>> START EXCERPTED TEXT
Author: Anita's Table Talk


  • 1 cup brown rice/wild rice mixture
  • 1/2 teaspoon salt
  • 3 green onions both white and green parts, finely chopped
  • 1/3 cup coarsely chopped red bell pepper
  • 3/4 cup frozen green peas defrosted
  • 1 6 oz jar drained marinated artichoke hearts, coarsely chopped (reserve the marinade)
  • 1 cup cherry or grape tomatoes sliced in half
  • 1/4 cup toasted silvered almonds


  • 2/3 cup extra-virgin olive oil
  • 1/4 cup rice vinegar
  • reserved marinade from artichoke hearts jar
  • 1/4 cup freshly grated Parmesan cheese
  • 1 1/2 teaspoons sugar
  • 1/4 teaspoon ground white pepper
  • 1/4 teaspoon dry mustard
  • 1/8 teaspoon paprika
  • 1 clove minced garlic
  • 1 teaspoon salt


For the Rice

  • PLACE 2 cups of water and ½ teaspoon of salt into a 1-quart pot with a lid. BRING to a boil.
  • ADD the 1 cup brown rice/wild rice mixture and STIR well. REDUCE heat to low, cover, and simmer until tender, around 30 minutes. DRAIN any excess liquid from the rice.

For the Dressing

  • COMBINE oil, vinegar, reserved marinade, Parmesan cheese, sugar, white pepper, dry mustard, paprika, garlic and salt in a jar with a tight-fitting lid. SHAKE well to combine (or whisk ingredients together in a medium-size bowl).

For the Salad

  • In a large bowl, COMBINE cooked brown rice, green onion, red pepper, peas, artichoke hearts, and tomatoes. ADD half of the dressing. STIR until well combined.
  • Either SERVE at room temperature or COVER and CHILL for later use. STIR in additional dressing before serving.
  • STIR in toasted slivered almonds before serving.
>> END EXCERPTED TEXT
>> START DATA LINES
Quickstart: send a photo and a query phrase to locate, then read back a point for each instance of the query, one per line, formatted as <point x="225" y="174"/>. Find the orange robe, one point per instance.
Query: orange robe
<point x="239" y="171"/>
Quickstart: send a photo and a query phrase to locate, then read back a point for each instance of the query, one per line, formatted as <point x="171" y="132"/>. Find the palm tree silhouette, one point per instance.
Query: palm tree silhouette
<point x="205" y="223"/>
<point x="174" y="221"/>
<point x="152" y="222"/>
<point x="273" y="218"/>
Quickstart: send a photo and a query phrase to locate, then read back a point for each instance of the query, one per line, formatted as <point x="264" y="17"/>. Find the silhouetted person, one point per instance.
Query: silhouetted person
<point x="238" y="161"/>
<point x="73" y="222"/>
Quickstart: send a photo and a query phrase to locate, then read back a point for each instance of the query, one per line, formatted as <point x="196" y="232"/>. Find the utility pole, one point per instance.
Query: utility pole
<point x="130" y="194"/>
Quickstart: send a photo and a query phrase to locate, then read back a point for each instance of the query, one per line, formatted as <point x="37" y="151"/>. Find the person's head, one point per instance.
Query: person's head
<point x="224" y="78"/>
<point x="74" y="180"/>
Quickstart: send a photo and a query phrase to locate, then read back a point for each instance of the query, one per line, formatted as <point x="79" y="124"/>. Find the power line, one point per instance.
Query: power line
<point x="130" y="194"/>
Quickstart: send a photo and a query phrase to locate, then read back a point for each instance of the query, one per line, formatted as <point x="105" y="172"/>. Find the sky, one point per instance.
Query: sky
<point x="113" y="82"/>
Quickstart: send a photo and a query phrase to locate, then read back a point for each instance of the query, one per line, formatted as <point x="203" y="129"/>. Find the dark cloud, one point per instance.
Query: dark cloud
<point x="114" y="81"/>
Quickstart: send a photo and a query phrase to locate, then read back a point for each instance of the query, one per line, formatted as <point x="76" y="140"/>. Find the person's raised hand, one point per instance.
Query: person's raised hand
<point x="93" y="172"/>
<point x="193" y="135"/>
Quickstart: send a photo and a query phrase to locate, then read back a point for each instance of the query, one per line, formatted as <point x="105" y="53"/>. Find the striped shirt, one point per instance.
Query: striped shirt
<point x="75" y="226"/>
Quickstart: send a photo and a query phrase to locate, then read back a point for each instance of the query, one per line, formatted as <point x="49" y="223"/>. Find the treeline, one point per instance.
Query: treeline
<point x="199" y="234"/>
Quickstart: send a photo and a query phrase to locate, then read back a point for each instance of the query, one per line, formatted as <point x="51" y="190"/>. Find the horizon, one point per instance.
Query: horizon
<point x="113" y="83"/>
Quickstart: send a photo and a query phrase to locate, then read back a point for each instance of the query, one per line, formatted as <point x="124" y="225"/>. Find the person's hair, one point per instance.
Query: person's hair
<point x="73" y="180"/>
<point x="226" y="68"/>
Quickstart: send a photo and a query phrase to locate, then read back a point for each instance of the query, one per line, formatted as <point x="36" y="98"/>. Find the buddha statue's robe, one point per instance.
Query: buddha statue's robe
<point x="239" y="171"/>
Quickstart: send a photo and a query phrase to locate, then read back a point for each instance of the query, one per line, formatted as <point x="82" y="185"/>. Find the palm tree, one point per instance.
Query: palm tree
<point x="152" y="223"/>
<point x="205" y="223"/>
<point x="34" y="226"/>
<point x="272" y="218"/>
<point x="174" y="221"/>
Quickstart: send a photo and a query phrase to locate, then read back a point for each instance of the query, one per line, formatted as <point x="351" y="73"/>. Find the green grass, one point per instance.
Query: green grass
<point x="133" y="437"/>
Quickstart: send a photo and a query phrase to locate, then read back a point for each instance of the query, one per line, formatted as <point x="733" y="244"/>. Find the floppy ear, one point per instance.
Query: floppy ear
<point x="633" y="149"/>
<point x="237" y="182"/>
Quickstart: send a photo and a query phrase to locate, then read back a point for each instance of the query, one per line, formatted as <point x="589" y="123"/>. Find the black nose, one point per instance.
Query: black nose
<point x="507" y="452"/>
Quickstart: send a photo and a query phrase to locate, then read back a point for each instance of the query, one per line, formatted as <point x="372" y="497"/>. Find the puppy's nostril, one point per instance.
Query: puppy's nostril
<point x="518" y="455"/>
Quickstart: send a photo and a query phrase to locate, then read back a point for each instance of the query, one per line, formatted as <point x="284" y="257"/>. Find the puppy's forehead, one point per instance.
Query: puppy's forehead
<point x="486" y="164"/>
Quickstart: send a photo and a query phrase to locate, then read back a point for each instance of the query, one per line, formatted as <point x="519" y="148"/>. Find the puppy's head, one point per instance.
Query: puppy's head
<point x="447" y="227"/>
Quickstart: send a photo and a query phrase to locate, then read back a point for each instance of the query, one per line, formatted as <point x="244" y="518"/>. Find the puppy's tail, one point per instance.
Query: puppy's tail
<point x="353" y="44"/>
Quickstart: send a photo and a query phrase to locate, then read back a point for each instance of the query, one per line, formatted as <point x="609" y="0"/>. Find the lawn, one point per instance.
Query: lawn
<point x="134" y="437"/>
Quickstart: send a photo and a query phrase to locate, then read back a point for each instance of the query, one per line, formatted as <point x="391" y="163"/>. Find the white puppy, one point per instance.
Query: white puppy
>> END DATA LINES
◆ **WHAT YOU SHOULD DO**: Copy the part of the rice salad recipe between "For the Dressing" and "until well combined.", inclusive, word for word.

◆ **TASK SOLUTION**:
For the Dressing

  • COMBINE oil, vinegar, reserved marinade, Parmesan cheese, sugar, white pepper, dry mustard, paprika, garlic and salt in a jar with a tight-fitting lid. SHAKE well to combine (or whisk ingredients together in a medium-size bowl).

For the Salad

  • In a large bowl, COMBINE cooked brown rice, green onion, red pepper, peas, artichoke hearts, and tomatoes. ADD half of the dressing. STIR until well combined.